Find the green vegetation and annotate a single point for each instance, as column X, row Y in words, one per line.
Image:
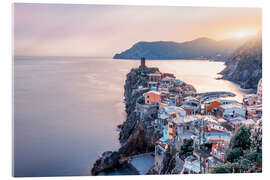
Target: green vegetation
column 141, row 100
column 241, row 156
column 186, row 149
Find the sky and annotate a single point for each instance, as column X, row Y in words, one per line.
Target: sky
column 103, row 30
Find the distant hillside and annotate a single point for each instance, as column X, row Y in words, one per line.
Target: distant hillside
column 201, row 48
column 245, row 65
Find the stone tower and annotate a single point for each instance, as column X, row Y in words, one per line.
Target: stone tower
column 142, row 62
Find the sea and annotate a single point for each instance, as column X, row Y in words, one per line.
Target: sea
column 66, row 109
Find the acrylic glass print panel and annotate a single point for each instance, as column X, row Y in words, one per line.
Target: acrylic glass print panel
column 131, row 90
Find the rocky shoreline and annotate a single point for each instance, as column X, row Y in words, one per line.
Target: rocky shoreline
column 137, row 135
column 134, row 136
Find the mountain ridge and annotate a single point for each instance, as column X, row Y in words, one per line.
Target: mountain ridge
column 199, row 48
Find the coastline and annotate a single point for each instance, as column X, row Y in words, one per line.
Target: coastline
column 133, row 127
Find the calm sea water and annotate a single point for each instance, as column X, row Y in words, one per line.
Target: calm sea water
column 66, row 109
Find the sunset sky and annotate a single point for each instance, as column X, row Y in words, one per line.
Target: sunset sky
column 99, row 30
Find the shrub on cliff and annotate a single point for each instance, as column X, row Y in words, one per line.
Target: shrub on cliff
column 186, row 149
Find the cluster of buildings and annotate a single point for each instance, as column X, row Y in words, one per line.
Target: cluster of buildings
column 183, row 116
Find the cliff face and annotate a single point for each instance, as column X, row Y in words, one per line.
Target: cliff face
column 136, row 134
column 245, row 65
column 201, row 48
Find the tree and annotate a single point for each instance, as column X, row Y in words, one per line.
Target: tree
column 186, row 149
column 221, row 169
column 241, row 139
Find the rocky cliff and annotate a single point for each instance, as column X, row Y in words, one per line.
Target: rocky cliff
column 201, row 48
column 245, row 65
column 136, row 134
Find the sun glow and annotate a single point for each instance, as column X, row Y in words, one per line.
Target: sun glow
column 241, row 34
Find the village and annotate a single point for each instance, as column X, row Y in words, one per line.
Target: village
column 206, row 121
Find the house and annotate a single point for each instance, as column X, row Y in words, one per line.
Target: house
column 250, row 99
column 259, row 91
column 188, row 89
column 191, row 105
column 170, row 75
column 236, row 122
column 167, row 81
column 181, row 129
column 152, row 84
column 191, row 165
column 218, row 137
column 152, row 97
column 230, row 110
column 211, row 105
column 212, row 162
column 154, row 77
column 254, row 112
column 161, row 153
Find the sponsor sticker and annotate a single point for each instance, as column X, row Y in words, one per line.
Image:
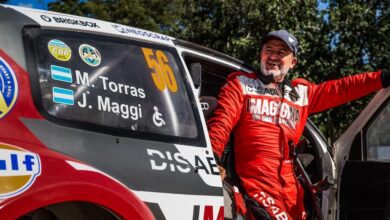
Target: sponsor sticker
column 61, row 73
column 63, row 96
column 59, row 50
column 8, row 88
column 18, row 170
column 90, row 55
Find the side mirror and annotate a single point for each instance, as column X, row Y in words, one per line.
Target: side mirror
column 196, row 74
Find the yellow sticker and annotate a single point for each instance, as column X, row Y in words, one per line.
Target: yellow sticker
column 19, row 169
column 59, row 50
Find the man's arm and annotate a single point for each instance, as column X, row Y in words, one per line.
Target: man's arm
column 337, row 92
column 230, row 101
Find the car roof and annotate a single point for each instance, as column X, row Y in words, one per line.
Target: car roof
column 55, row 20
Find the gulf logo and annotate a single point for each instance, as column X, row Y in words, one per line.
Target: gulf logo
column 8, row 88
column 59, row 50
column 18, row 170
column 90, row 55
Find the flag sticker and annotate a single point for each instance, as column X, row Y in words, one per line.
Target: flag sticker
column 61, row 73
column 63, row 96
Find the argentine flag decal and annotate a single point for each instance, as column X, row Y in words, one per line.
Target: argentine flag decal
column 61, row 73
column 63, row 96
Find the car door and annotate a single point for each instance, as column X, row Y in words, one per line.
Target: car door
column 363, row 162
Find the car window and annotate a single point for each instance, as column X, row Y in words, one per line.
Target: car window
column 114, row 83
column 377, row 136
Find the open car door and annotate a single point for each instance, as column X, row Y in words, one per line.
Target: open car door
column 362, row 156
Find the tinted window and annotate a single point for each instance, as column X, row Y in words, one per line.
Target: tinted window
column 378, row 138
column 114, row 83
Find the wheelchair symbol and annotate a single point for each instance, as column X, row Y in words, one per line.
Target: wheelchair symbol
column 157, row 118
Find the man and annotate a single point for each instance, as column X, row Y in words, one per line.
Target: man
column 266, row 117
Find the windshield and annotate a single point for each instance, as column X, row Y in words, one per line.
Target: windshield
column 111, row 82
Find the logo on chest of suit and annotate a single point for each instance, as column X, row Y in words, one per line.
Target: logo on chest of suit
column 273, row 111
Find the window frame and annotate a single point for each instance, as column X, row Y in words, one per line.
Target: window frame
column 29, row 40
column 365, row 129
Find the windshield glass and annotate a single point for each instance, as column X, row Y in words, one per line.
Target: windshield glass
column 111, row 82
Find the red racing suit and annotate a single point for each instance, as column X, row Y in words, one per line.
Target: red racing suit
column 264, row 119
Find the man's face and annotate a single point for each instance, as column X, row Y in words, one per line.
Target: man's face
column 276, row 59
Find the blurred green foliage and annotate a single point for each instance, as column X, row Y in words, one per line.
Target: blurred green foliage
column 337, row 39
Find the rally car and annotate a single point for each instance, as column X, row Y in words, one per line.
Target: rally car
column 105, row 121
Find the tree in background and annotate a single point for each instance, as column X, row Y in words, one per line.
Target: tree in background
column 343, row 38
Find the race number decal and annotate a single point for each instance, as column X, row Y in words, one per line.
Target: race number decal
column 163, row 76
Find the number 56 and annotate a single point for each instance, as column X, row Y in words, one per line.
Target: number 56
column 163, row 75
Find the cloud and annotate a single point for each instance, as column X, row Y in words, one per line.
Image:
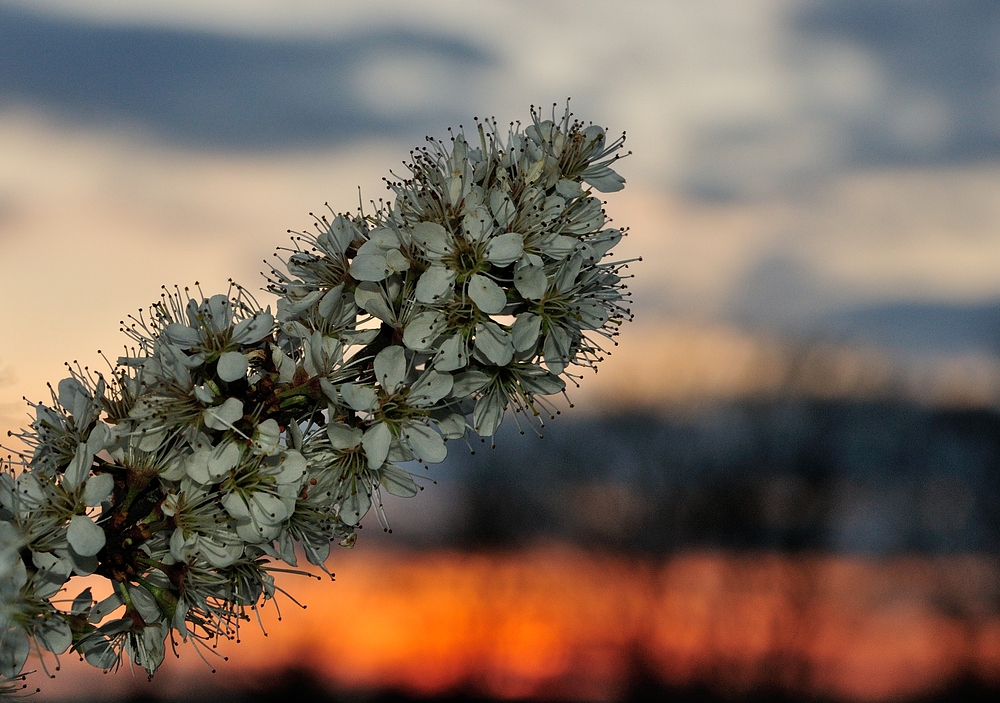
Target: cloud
column 200, row 88
column 939, row 98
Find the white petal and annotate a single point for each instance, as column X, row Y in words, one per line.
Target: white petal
column 488, row 413
column 220, row 554
column 253, row 329
column 494, row 343
column 568, row 272
column 144, row 603
column 236, row 505
column 54, row 634
column 531, row 282
column 425, row 442
column 371, row 267
column 525, row 331
column 376, row 441
column 339, row 236
column 292, row 466
column 430, row 388
column 223, row 416
column 453, row 354
column 422, row 330
column 196, row 465
column 86, row 538
column 355, row 505
column 79, row 468
column 267, row 508
column 453, row 426
column 98, row 438
column 433, row 239
column 503, row 209
column 390, row 367
column 505, row 249
column 360, row 398
column 223, row 459
column 396, row 261
column 487, row 295
column 434, row 284
column 181, row 335
column 468, row 383
column 267, row 436
column 232, row 366
column 478, row 223
column 98, row 488
column 397, row 481
column 342, row 436
column 13, row 651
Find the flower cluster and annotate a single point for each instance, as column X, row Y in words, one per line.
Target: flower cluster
column 231, row 438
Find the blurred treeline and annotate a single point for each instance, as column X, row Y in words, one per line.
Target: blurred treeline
column 876, row 477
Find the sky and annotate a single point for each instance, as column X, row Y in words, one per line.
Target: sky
column 814, row 187
column 800, row 169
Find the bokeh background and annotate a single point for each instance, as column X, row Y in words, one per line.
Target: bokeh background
column 783, row 485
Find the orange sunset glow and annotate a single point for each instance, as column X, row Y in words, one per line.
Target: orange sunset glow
column 559, row 623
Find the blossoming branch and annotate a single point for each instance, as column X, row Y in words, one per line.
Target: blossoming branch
column 231, row 440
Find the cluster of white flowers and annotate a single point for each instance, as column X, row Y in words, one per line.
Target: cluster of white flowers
column 230, row 439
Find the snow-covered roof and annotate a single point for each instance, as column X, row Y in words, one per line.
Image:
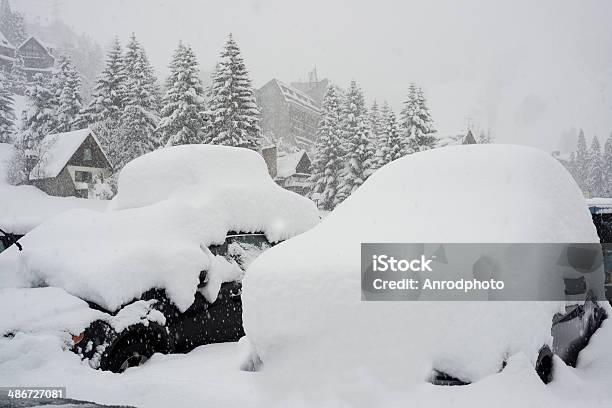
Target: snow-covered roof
column 600, row 205
column 4, row 42
column 57, row 149
column 294, row 95
column 482, row 193
column 171, row 203
column 286, row 165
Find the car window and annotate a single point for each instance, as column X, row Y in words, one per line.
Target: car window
column 242, row 248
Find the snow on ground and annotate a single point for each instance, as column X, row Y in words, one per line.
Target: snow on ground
column 171, row 203
column 210, row 375
column 24, row 207
column 302, row 308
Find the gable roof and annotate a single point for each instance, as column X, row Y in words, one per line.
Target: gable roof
column 4, row 42
column 58, row 149
column 45, row 47
column 286, row 165
column 293, row 95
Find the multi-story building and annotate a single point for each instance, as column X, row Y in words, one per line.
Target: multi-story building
column 288, row 114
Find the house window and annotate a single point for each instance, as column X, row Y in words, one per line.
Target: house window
column 82, row 176
column 87, row 154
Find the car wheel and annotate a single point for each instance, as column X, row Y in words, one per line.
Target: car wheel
column 544, row 364
column 132, row 352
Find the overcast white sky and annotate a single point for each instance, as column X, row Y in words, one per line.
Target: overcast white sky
column 527, row 70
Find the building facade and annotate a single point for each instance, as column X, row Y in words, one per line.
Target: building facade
column 69, row 163
column 37, row 58
column 288, row 115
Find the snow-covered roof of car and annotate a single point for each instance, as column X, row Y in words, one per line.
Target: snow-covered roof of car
column 57, row 149
column 170, row 203
column 600, row 205
column 467, row 194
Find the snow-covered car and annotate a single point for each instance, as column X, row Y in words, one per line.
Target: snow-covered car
column 162, row 266
column 7, row 239
column 305, row 320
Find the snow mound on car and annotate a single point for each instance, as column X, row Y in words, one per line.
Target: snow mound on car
column 170, row 202
column 302, row 308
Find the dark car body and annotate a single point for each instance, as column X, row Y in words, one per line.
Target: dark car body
column 8, row 239
column 572, row 330
column 202, row 323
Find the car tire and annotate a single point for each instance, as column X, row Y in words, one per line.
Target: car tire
column 133, row 351
column 544, row 364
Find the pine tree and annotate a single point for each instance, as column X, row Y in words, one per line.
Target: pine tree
column 376, row 124
column 607, row 168
column 392, row 147
column 594, row 179
column 416, row 122
column 485, row 138
column 39, row 118
column 233, row 115
column 358, row 158
column 328, row 164
column 140, row 116
column 7, row 115
column 353, row 108
column 18, row 76
column 67, row 84
column 109, row 92
column 12, row 24
column 182, row 115
column 581, row 167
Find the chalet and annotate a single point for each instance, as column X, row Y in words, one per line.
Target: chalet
column 68, row 163
column 7, row 54
column 291, row 170
column 37, row 58
column 314, row 87
column 288, row 114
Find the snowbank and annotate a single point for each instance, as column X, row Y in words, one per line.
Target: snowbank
column 302, row 308
column 169, row 203
column 24, row 207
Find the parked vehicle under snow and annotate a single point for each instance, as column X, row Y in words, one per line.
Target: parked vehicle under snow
column 163, row 264
column 302, row 310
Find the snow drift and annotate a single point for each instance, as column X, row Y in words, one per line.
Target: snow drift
column 170, row 202
column 302, row 308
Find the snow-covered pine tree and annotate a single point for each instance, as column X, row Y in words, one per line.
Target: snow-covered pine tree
column 18, row 76
column 67, row 84
column 233, row 115
column 39, row 118
column 108, row 98
column 352, row 109
column 393, row 146
column 607, row 168
column 581, row 167
column 183, row 113
column 416, row 122
column 357, row 142
column 376, row 119
column 358, row 158
column 142, row 100
column 7, row 115
column 12, row 24
column 485, row 138
column 594, row 179
column 328, row 165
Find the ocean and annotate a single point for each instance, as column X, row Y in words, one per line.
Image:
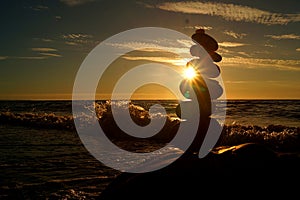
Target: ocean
column 42, row 157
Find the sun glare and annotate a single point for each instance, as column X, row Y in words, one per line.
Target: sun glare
column 189, row 73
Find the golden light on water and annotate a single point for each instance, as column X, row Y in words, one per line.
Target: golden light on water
column 189, row 73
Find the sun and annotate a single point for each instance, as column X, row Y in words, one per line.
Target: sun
column 189, row 73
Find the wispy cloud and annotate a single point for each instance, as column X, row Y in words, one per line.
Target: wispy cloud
column 39, row 8
column 199, row 27
column 31, row 57
column 3, row 57
column 161, row 59
column 235, row 35
column 76, row 2
column 43, row 49
column 77, row 39
column 284, row 37
column 293, row 65
column 230, row 12
column 181, row 46
column 51, row 54
column 231, row 44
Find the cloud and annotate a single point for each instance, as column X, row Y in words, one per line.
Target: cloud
column 207, row 28
column 39, row 7
column 230, row 12
column 43, row 49
column 231, row 44
column 74, row 39
column 283, row 37
column 235, row 35
column 76, row 36
column 51, row 54
column 31, row 57
column 3, row 57
column 292, row 65
column 180, row 47
column 177, row 61
column 76, row 2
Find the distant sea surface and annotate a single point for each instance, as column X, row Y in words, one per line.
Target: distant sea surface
column 41, row 155
column 243, row 112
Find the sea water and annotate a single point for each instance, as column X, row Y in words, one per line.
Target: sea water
column 41, row 155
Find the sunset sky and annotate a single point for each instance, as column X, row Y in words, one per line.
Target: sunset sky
column 43, row 43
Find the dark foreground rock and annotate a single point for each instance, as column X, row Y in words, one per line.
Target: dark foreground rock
column 243, row 171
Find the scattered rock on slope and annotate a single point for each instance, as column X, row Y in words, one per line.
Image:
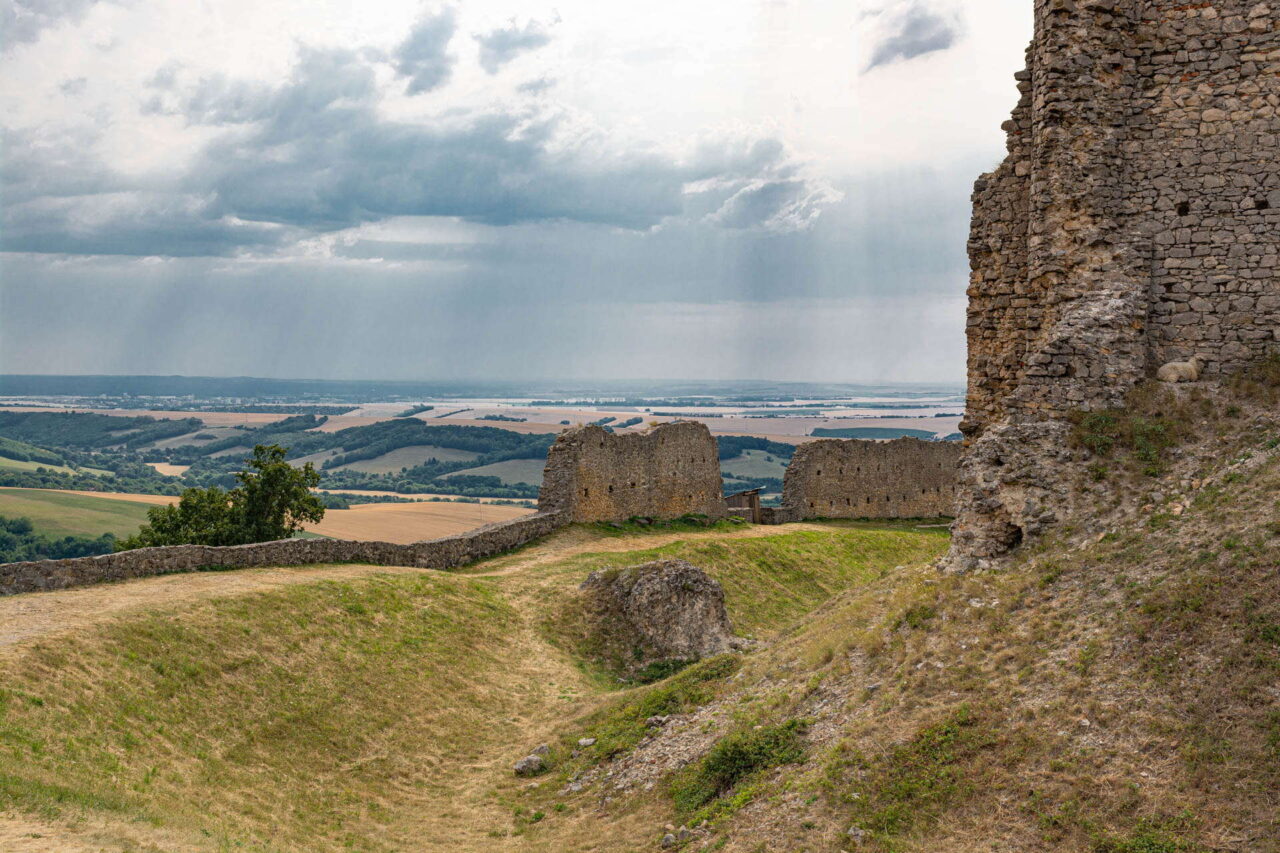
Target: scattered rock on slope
column 656, row 612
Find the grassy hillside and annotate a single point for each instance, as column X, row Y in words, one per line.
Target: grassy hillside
column 1109, row 690
column 64, row 515
column 374, row 714
column 408, row 457
column 753, row 464
column 516, row 470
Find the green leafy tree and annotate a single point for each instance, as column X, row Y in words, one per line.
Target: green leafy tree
column 274, row 498
column 272, row 502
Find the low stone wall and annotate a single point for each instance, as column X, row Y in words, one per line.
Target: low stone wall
column 434, row 553
column 664, row 473
column 908, row 478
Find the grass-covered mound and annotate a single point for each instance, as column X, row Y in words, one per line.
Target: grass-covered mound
column 375, row 714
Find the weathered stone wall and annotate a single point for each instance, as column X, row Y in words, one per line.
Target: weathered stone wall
column 664, row 473
column 856, row 479
column 434, row 553
column 1136, row 220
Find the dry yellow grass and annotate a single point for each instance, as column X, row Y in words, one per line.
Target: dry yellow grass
column 406, row 523
column 341, row 706
column 398, row 523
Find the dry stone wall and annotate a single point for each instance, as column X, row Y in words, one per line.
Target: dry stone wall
column 664, row 473
column 435, row 553
column 856, row 479
column 1134, row 222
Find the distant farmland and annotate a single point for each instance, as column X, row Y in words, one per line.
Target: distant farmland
column 516, row 470
column 406, row 523
column 91, row 514
column 754, row 464
column 65, row 514
column 407, row 457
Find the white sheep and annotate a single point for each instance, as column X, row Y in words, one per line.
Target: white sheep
column 1182, row 370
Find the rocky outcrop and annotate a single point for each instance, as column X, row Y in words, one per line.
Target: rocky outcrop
column 1133, row 223
column 656, row 612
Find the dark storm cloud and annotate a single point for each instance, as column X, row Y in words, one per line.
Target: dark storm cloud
column 22, row 21
column 423, row 56
column 914, row 31
column 314, row 155
column 499, row 46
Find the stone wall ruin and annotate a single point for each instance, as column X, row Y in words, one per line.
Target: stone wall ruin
column 908, row 478
column 664, row 473
column 1134, row 222
column 592, row 475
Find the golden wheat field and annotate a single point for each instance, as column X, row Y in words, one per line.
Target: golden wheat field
column 398, row 523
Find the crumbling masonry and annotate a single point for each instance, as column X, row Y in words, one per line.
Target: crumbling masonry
column 1136, row 220
column 664, row 473
column 850, row 479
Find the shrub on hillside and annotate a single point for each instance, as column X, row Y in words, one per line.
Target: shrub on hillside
column 272, row 502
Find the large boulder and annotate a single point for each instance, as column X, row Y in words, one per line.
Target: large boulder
column 664, row 611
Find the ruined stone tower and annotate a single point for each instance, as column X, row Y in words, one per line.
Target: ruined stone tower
column 1136, row 220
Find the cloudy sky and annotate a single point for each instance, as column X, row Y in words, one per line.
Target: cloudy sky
column 561, row 188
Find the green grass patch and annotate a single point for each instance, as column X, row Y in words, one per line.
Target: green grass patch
column 735, row 758
column 56, row 514
column 269, row 721
column 1151, row 835
column 620, row 725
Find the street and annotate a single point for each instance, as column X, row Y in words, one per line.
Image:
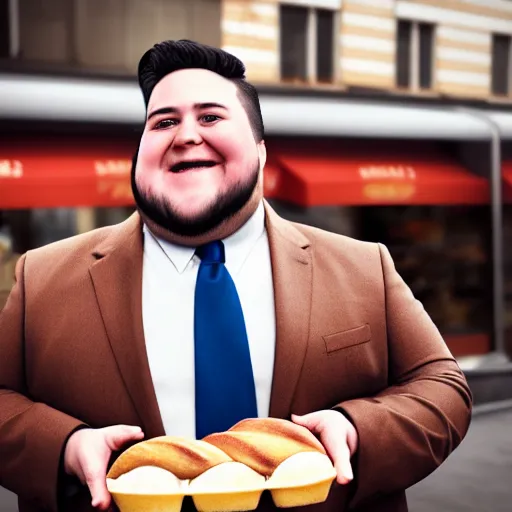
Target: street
column 477, row 477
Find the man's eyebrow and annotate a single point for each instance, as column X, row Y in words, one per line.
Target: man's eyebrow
column 173, row 110
column 163, row 110
column 202, row 106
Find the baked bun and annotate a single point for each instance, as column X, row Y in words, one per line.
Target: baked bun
column 263, row 444
column 146, row 480
column 184, row 458
column 233, row 476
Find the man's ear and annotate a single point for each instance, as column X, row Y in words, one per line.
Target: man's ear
column 262, row 153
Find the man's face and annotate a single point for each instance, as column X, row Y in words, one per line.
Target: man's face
column 198, row 161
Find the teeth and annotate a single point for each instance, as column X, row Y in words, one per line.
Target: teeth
column 185, row 166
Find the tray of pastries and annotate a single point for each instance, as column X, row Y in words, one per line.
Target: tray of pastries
column 224, row 472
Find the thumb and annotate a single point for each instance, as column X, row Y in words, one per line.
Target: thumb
column 311, row 421
column 95, row 479
column 118, row 435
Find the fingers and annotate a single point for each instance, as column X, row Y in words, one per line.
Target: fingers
column 344, row 474
column 334, row 435
column 95, row 451
column 117, row 436
column 96, row 481
column 311, row 421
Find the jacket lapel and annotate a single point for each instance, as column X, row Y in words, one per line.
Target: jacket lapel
column 117, row 279
column 292, row 274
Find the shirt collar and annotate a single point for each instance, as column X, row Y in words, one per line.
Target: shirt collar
column 237, row 246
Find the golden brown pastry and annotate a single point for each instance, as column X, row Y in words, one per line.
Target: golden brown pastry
column 264, row 443
column 184, row 458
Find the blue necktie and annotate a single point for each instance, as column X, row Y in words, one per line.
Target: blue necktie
column 224, row 381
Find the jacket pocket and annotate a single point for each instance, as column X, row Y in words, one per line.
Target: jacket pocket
column 349, row 338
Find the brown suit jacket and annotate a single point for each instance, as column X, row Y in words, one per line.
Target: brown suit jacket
column 349, row 334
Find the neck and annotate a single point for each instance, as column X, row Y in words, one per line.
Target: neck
column 223, row 230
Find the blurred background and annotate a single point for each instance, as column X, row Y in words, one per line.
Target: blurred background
column 386, row 120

What you need to do: Every line from the one holding "Find the jacket lapel" through the final line of the listing must be echoed exactly; leave out all other lines.

Written reply:
Find the jacket lapel and annotate a single point for each instance, as column X, row Y in words, one per line.
Target: jacket lapel
column 117, row 279
column 292, row 274
Find the shirt collar and annotate a single point for each instance, as column X, row Y in words, one per line.
Target: shirt collar
column 237, row 246
Find the golden brown pastry and annotate a single point for each instance, as column X, row Y in words, one per line.
Target: golden brown pastry
column 264, row 443
column 184, row 458
Find the blue necktie and annotate a single point for each instance, as column X, row Y in words, one per line.
Target: blue necktie
column 224, row 381
Find the jacket pocket and annotate a single point for each instance, as column X, row Y in words, one per line.
Target: jacket pocket
column 349, row 338
Find the brown suit jacket and annotate a single point for each instance, as column X, row Y in words, one per line.
Target: brown suit jacket
column 349, row 334
Find the neck and annotate a single point for each instance, as column X, row Y in words, one per line.
Target: neck
column 223, row 230
Find the blurred background and annotate a single point for each instance, as column X, row Y in words, one per line.
Target: blurred background
column 386, row 120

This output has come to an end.